Task to carry out >> Please copy down everything in the listing below, from its very start through the line containing "327), (325, 339)]". Leave the pictures out of your copy.

>>>>>

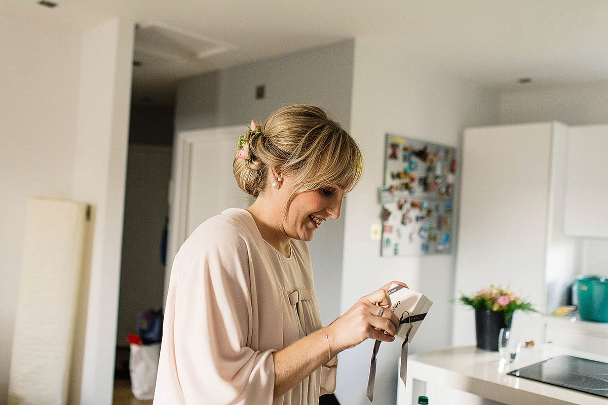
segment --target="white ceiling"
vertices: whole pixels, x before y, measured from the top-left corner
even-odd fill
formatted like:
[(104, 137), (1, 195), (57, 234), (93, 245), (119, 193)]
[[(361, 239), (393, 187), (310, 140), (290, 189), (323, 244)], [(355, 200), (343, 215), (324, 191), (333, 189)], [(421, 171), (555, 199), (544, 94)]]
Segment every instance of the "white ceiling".
[(136, 101), (170, 99), (181, 78), (373, 35), (391, 36), (418, 63), (503, 90), (522, 88), (520, 77), (534, 87), (608, 81), (607, 0), (54, 1), (49, 9), (4, 0), (0, 9), (76, 27), (120, 16), (215, 46), (167, 58), (136, 41)]

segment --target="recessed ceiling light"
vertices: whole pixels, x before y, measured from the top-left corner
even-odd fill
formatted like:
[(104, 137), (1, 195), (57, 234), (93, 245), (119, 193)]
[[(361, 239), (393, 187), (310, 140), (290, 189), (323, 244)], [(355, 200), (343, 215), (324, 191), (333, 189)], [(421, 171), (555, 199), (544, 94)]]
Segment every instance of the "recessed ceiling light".
[(57, 3), (52, 1), (47, 1), (47, 0), (40, 0), (40, 1), (38, 2), (38, 4), (40, 5), (44, 5), (46, 7), (49, 7), (49, 9), (52, 9), (57, 5)]

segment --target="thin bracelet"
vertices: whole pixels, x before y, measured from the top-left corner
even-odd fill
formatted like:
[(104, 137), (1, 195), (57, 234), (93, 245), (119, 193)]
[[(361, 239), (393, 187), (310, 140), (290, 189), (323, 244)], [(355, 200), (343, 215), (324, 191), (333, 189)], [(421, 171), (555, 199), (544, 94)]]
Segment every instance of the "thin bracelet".
[(327, 339), (327, 361), (329, 361), (331, 359), (331, 348), (330, 347), (330, 335), (327, 332), (327, 328), (329, 327), (329, 325), (325, 327), (325, 339)]

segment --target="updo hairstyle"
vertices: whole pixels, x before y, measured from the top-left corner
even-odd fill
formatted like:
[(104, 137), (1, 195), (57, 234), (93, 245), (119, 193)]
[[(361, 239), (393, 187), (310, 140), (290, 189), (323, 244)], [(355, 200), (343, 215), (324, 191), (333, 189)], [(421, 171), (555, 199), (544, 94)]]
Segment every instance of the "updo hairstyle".
[(363, 158), (356, 142), (322, 109), (294, 105), (275, 111), (250, 136), (250, 162), (235, 157), (232, 171), (238, 186), (258, 197), (264, 192), (269, 168), (292, 176), (297, 194), (337, 185), (351, 191), (359, 182)]

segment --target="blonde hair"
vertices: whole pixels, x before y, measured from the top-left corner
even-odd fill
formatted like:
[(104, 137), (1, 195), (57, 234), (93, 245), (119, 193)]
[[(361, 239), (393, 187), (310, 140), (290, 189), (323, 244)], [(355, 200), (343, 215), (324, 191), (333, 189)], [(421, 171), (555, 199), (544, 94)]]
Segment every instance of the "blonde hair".
[(350, 191), (361, 177), (359, 146), (319, 107), (297, 104), (280, 109), (266, 120), (261, 132), (261, 135), (246, 135), (250, 162), (235, 155), (232, 164), (238, 186), (247, 194), (257, 197), (264, 192), (272, 166), (294, 179), (288, 206), (303, 191), (332, 185)]

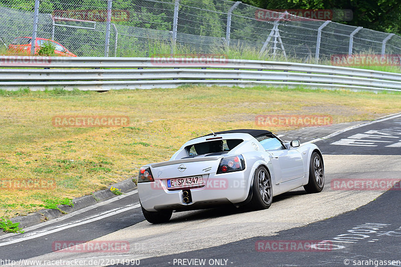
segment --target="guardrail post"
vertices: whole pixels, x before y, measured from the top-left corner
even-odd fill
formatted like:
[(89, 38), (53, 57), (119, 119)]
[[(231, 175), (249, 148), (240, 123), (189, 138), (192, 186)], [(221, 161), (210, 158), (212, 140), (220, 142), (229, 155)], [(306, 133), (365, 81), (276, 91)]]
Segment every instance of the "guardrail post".
[(387, 43), (387, 41), (390, 40), (390, 38), (392, 37), (394, 34), (390, 34), (387, 37), (384, 38), (384, 40), (383, 40), (383, 42), (381, 42), (381, 56), (384, 56), (385, 53), (385, 44)]
[(236, 2), (234, 5), (230, 8), (229, 12), (227, 13), (227, 27), (226, 29), (226, 45), (227, 46), (227, 47), (230, 46), (230, 33), (231, 31), (231, 14), (233, 13), (233, 11), (241, 3), (241, 1)]
[(34, 29), (32, 31), (32, 39), (31, 41), (31, 55), (35, 54), (35, 48), (36, 45), (36, 34), (38, 32), (38, 19), (39, 17), (40, 0), (35, 1), (35, 11), (34, 11)]
[(110, 46), (110, 25), (111, 22), (111, 4), (113, 0), (107, 0), (107, 20), (106, 23), (106, 40), (104, 43), (104, 56), (109, 56)]
[(353, 32), (351, 33), (351, 34), (349, 35), (349, 46), (348, 48), (348, 55), (351, 56), (352, 55), (352, 49), (353, 49), (353, 43), (354, 43), (354, 35), (356, 34), (356, 33), (362, 30), (363, 27), (358, 27), (355, 30), (354, 30)]
[(266, 41), (265, 41), (264, 44), (263, 44), (263, 46), (262, 47), (260, 51), (259, 51), (259, 56), (262, 56), (262, 54), (265, 52), (265, 50), (266, 50), (266, 47), (267, 47), (267, 45), (269, 44), (269, 42), (270, 41), (270, 39), (272, 39), (273, 35), (276, 34), (276, 31), (278, 31), (279, 22), (280, 20), (288, 14), (288, 12), (287, 12), (286, 10), (284, 11), (284, 13), (280, 15), (280, 16), (279, 16), (277, 20), (274, 21), (274, 25), (273, 26), (273, 28), (272, 28), (271, 31), (270, 31), (270, 33), (269, 34), (269, 36), (268, 36), (267, 38), (266, 38)]
[(177, 25), (178, 21), (178, 7), (179, 7), (179, 0), (175, 0), (174, 4), (174, 17), (172, 21), (172, 43), (171, 44), (171, 51), (172, 54), (175, 50), (175, 44), (177, 43)]
[(317, 39), (316, 40), (316, 52), (315, 53), (315, 59), (316, 64), (319, 63), (319, 54), (320, 53), (320, 40), (322, 39), (322, 30), (331, 21), (326, 21), (324, 23), (320, 25), (317, 29)]

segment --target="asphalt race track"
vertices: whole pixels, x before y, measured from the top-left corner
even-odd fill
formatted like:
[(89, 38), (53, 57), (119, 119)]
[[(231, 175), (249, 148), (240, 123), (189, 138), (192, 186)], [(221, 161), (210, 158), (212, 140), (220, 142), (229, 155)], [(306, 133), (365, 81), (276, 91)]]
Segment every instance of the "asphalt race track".
[[(135, 259), (139, 266), (374, 266), (374, 260), (401, 260), (401, 115), (394, 117), (315, 140), (325, 167), (321, 193), (300, 188), (275, 197), (267, 210), (178, 212), (168, 223), (153, 225), (144, 221), (134, 190), (23, 234), (0, 236), (0, 260), (86, 261), (70, 266), (122, 266), (117, 260)], [(387, 191), (389, 185), (393, 190)], [(93, 239), (120, 241), (129, 249), (60, 252), (52, 246)], [(10, 262), (0, 261), (5, 263)], [(385, 265), (401, 266), (390, 263)]]

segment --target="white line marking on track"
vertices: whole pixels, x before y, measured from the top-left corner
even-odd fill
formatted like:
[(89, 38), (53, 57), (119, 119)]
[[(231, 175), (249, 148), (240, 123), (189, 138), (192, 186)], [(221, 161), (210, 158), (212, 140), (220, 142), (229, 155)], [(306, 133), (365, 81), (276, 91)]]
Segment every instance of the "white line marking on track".
[[(30, 227), (28, 227), (27, 228), (24, 228), (24, 230), (26, 232), (28, 232), (29, 231), (32, 231), (33, 230), (35, 230), (35, 229), (37, 229), (38, 228), (41, 228), (41, 227), (42, 227), (43, 226), (46, 226), (47, 225), (49, 225), (49, 224), (53, 224), (53, 223), (57, 223), (57, 222), (59, 222), (60, 221), (65, 220), (66, 219), (68, 219), (69, 218), (71, 218), (71, 217), (73, 217), (73, 216), (77, 215), (83, 213), (84, 212), (86, 212), (88, 211), (88, 210), (90, 210), (91, 209), (93, 209), (94, 208), (96, 208), (100, 207), (101, 206), (103, 206), (104, 205), (110, 203), (114, 202), (115, 201), (121, 199), (122, 198), (123, 198), (124, 197), (126, 197), (127, 196), (129, 196), (136, 194), (137, 193), (138, 193), (138, 190), (137, 189), (131, 191), (130, 192), (128, 192), (128, 193), (126, 193), (124, 194), (123, 195), (121, 195), (118, 196), (118, 197), (113, 197), (113, 198), (111, 198), (110, 199), (108, 199), (108, 200), (105, 200), (104, 201), (100, 202), (99, 203), (97, 203), (95, 204), (94, 205), (92, 205), (91, 206), (89, 206), (89, 207), (87, 207), (86, 208), (84, 208), (79, 209), (78, 210), (76, 210), (75, 211), (73, 211), (72, 212), (71, 212), (70, 213), (69, 213), (68, 214), (66, 214), (66, 215), (65, 215), (62, 216), (62, 217), (61, 217), (60, 218), (56, 218), (56, 219), (53, 219), (52, 220), (49, 220), (49, 221), (46, 221), (46, 222), (42, 222), (41, 223), (39, 223), (39, 224), (37, 224), (36, 225), (33, 225), (32, 226), (30, 226)], [(114, 209), (111, 210), (107, 210), (107, 211), (106, 211), (105, 212), (103, 212), (102, 213), (100, 213), (100, 214), (98, 213), (97, 214), (96, 214), (95, 215), (93, 215), (93, 216), (92, 216), (89, 217), (86, 217), (86, 218), (85, 218), (81, 219), (81, 220), (78, 220), (77, 221), (74, 221), (74, 222), (71, 222), (71, 223), (67, 223), (66, 224), (65, 224), (65, 225), (71, 225), (71, 224), (75, 223), (79, 223), (79, 222), (80, 222), (81, 221), (82, 221), (83, 220), (87, 220), (87, 219), (92, 219), (93, 217), (97, 217), (99, 215), (102, 215), (104, 214), (109, 213), (110, 212), (113, 212), (113, 211), (118, 210), (120, 209), (121, 209), (121, 208), (119, 208)], [(117, 214), (117, 213), (115, 213), (115, 214)], [(13, 239), (14, 239), (14, 238), (12, 238), (12, 237), (14, 237), (14, 236), (15, 236), (16, 239), (19, 239), (19, 237), (21, 237), (21, 236), (22, 236), (23, 237), (22, 238), (24, 238), (25, 236), (30, 236), (30, 235), (33, 235), (33, 235), (35, 235), (35, 234), (36, 234), (37, 233), (42, 232), (43, 232), (44, 231), (46, 231), (47, 232), (47, 231), (49, 230), (53, 230), (53, 229), (56, 229), (56, 228), (60, 228), (61, 227), (62, 227), (62, 225), (56, 226), (54, 226), (53, 227), (50, 227), (50, 229), (49, 228), (45, 228), (44, 229), (39, 230), (37, 231), (36, 232), (34, 232), (33, 233), (27, 233), (23, 234), (23, 235), (21, 235), (21, 234), (16, 234), (16, 233), (7, 234), (6, 234), (6, 235), (4, 235), (2, 236), (2, 237), (0, 238), (0, 240), (6, 240), (7, 241), (11, 241), (11, 240), (13, 240)], [(18, 236), (17, 236), (17, 235), (18, 235)], [(11, 238), (9, 238), (9, 237), (11, 237)], [(1, 245), (3, 245), (1, 244), (2, 244), (2, 243), (0, 243), (0, 246), (1, 246)]]
[(104, 219), (105, 218), (107, 218), (107, 217), (110, 217), (111, 216), (114, 216), (115, 215), (118, 214), (118, 213), (121, 213), (121, 212), (124, 212), (127, 211), (128, 210), (133, 209), (134, 208), (136, 208), (141, 206), (141, 204), (139, 203), (135, 204), (133, 205), (129, 206), (124, 208), (122, 208), (119, 209), (118, 210), (115, 210), (112, 212), (107, 212), (107, 214), (103, 214), (101, 216), (98, 216), (95, 218), (92, 218), (91, 219), (87, 220), (85, 219), (85, 220), (83, 220), (82, 221), (80, 221), (79, 222), (75, 223), (69, 225), (65, 225), (65, 226), (57, 228), (56, 229), (53, 229), (53, 230), (47, 230), (44, 232), (39, 232), (36, 234), (33, 234), (29, 236), (26, 236), (24, 237), (22, 237), (20, 238), (18, 238), (15, 240), (13, 240), (11, 241), (8, 241), (6, 242), (3, 242), (3, 243), (0, 243), (0, 246), (3, 246), (7, 245), (9, 245), (11, 244), (14, 244), (15, 243), (18, 243), (19, 242), (21, 242), (22, 241), (25, 241), (27, 240), (29, 240), (31, 239), (36, 238), (36, 237), (39, 237), (40, 236), (43, 236), (44, 235), (47, 235), (48, 234), (53, 233), (54, 232), (58, 232), (60, 231), (62, 231), (63, 230), (65, 230), (66, 229), (68, 229), (69, 228), (72, 228), (73, 227), (78, 226), (79, 225), (82, 225), (82, 224), (85, 224), (86, 223), (89, 223), (90, 222), (92, 222), (94, 221), (96, 221), (97, 220), (101, 220), (102, 219)]

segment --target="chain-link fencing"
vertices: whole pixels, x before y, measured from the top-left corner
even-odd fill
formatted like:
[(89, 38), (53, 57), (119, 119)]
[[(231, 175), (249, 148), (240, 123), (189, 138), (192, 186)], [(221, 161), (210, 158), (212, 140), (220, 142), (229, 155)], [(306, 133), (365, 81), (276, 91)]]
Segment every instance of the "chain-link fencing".
[(0, 12), (4, 47), (16, 38), (44, 38), (78, 56), (235, 51), (318, 62), (401, 54), (395, 35), (229, 0), (0, 0)]

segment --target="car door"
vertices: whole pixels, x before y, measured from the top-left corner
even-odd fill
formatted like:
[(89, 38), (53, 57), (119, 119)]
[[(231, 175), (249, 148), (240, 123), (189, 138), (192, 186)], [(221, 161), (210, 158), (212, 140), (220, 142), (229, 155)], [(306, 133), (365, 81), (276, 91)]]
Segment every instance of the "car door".
[[(301, 178), (304, 175), (303, 160), (301, 153), (296, 149), (287, 149), (275, 136), (266, 135), (257, 138), (270, 158), (275, 174), (279, 173), (276, 184)], [(276, 169), (278, 169), (277, 170)]]

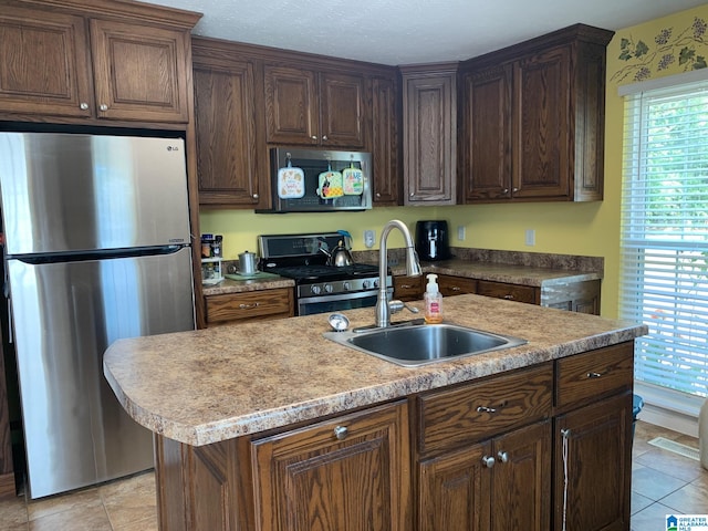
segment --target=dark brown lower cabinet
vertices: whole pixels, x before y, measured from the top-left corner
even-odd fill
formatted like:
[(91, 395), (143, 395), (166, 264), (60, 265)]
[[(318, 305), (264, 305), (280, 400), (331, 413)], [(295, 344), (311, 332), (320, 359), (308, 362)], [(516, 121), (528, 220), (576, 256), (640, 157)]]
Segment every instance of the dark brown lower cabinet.
[(628, 531), (633, 354), (200, 447), (156, 436), (160, 530)]
[(555, 531), (628, 530), (632, 394), (559, 416), (555, 434)]
[(551, 511), (551, 421), (419, 466), (419, 531), (545, 531)]
[(257, 529), (408, 531), (408, 413), (375, 407), (252, 442)]

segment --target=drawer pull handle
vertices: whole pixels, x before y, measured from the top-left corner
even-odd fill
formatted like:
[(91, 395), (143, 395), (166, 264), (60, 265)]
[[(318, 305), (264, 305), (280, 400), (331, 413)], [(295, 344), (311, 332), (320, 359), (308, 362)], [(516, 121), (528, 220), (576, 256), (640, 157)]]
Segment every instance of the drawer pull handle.
[(493, 407), (477, 406), (477, 413), (497, 413), (497, 409)]
[(253, 308), (258, 308), (259, 303), (254, 302), (253, 304), (239, 304), (240, 310), (252, 310)]
[(493, 457), (490, 457), (490, 456), (482, 457), (482, 465), (485, 465), (487, 468), (493, 467), (494, 462), (497, 462), (497, 460)]

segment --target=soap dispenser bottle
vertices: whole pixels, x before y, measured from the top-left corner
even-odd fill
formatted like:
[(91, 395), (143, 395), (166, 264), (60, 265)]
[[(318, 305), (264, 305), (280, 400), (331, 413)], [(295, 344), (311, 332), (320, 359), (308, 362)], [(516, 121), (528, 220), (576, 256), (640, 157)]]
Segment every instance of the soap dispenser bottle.
[(427, 275), (428, 284), (425, 289), (425, 322), (428, 324), (442, 322), (442, 293), (438, 290), (437, 274)]

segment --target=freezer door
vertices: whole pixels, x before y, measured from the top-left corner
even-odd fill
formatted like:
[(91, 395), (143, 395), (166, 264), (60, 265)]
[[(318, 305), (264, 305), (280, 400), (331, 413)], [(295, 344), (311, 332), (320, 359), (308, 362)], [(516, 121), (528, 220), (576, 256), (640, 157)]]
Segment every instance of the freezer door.
[(8, 273), (30, 496), (153, 467), (152, 434), (118, 404), (103, 353), (118, 339), (194, 329), (189, 248), (69, 263), (9, 260)]
[(189, 243), (184, 142), (0, 133), (7, 254)]

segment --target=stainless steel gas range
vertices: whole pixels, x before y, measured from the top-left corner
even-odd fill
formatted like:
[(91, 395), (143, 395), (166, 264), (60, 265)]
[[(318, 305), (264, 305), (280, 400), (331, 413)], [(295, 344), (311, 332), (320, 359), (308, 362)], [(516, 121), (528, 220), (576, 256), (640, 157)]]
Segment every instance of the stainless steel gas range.
[[(261, 257), (259, 268), (295, 281), (295, 313), (341, 312), (354, 308), (376, 305), (378, 266), (353, 263), (329, 266), (324, 251), (333, 250), (340, 241), (348, 247), (348, 237), (340, 232), (308, 235), (259, 236)], [(393, 279), (385, 279), (388, 299)]]

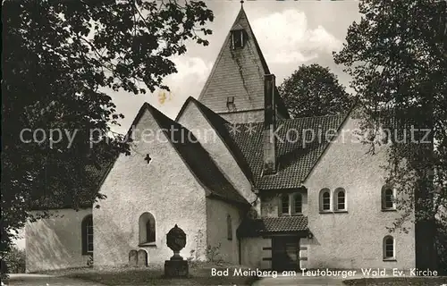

<<<<<

Exercise answer >>
segment --target="white ceiling"
vertices: whole pixels, x before y, measured from the top-left corner
even-odd fill
formatted like:
[(104, 137), (1, 195), (57, 234), (93, 245), (119, 193)]
[[(361, 239), (393, 187), (310, 140), (290, 189), (323, 244)], [(355, 200), (343, 215), (324, 191), (333, 189)], [(421, 171), (555, 199), (544, 94)]]
Segment every instance of the "white ceiling".
[(136, 101), (170, 99), (181, 78), (373, 35), (391, 36), (418, 63), (503, 90), (522, 88), (520, 77), (534, 87), (608, 81), (607, 0), (54, 1), (49, 9), (4, 0), (0, 9), (76, 27), (120, 16), (215, 46), (167, 58), (136, 41)]

segment --target="recessed ceiling light"
vertices: whole pixels, x before y, measured from the top-left corner
even-odd fill
formatted like:
[(104, 137), (1, 195), (57, 234), (93, 245), (119, 193)]
[[(361, 239), (393, 187), (310, 140), (290, 189), (323, 244)], [(355, 200), (343, 215), (324, 191), (333, 189)], [(421, 171), (555, 199), (544, 94)]]
Segment every instance of the "recessed ceiling light".
[(57, 3), (52, 1), (47, 1), (47, 0), (40, 0), (40, 1), (38, 2), (38, 4), (40, 5), (44, 5), (46, 7), (49, 7), (49, 9), (52, 9), (57, 5)]

segment --target="thin bracelet"
vertices: whole pixels, x before y, measured from the top-left corner
even-odd fill
formatted like:
[(104, 137), (1, 195), (57, 234), (93, 245), (119, 193)]
[[(361, 239), (393, 187), (310, 140), (290, 189), (323, 244)], [(355, 200), (343, 215), (324, 191), (333, 189)], [(421, 171), (555, 199), (544, 94)]]
Segment every instance of the "thin bracelet".
[(327, 339), (327, 361), (329, 361), (331, 359), (331, 348), (330, 347), (330, 335), (327, 332), (327, 328), (329, 327), (329, 325), (325, 327), (325, 339)]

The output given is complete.